▶ Work to complete: Rescale all of the lines below and reproduce them in full, multiplying every coordinate in the answers by 1.95 and rounding each result to a whole number, with halves rounded up. Leave the pictures out of your response.

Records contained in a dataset
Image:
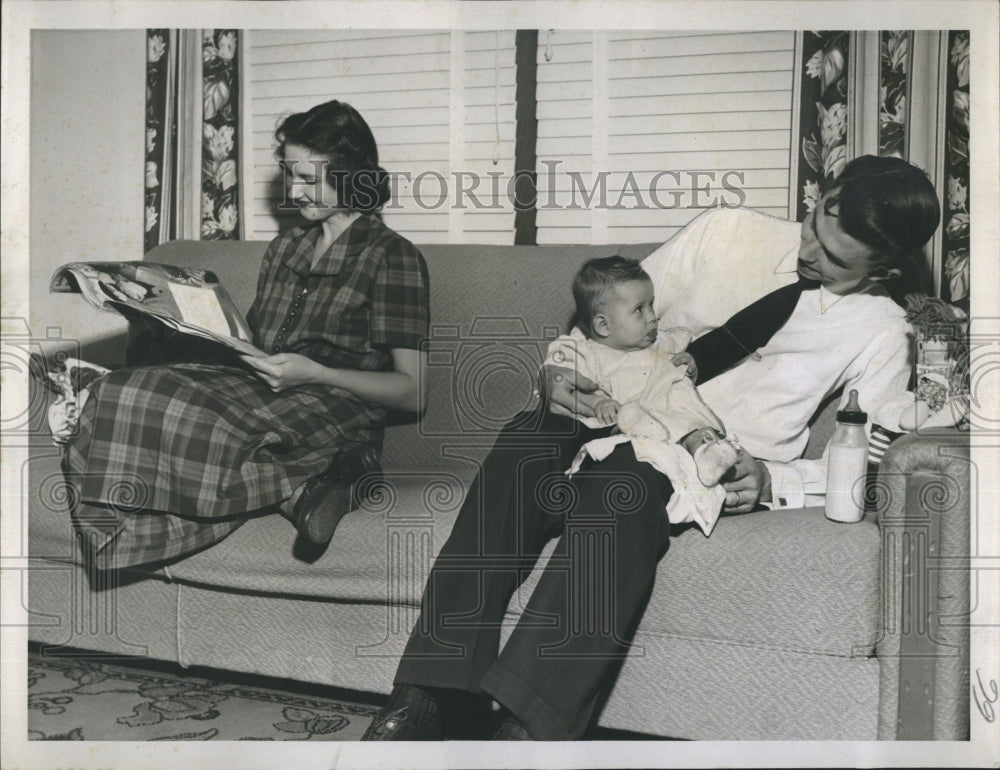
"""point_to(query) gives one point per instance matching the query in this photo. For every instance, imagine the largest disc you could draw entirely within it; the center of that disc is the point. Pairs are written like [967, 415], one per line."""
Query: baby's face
[631, 318]
[700, 436]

▶ Answer in full:
Image:
"""point_to(query) gives one point per instance matching the query in this photo. For every instance, imagine the largest disc you could draw entirely within it; the center of that disc is the point. Pairs are written like [967, 415], one per line."""
Query: baby's face
[1230, 620]
[1365, 850]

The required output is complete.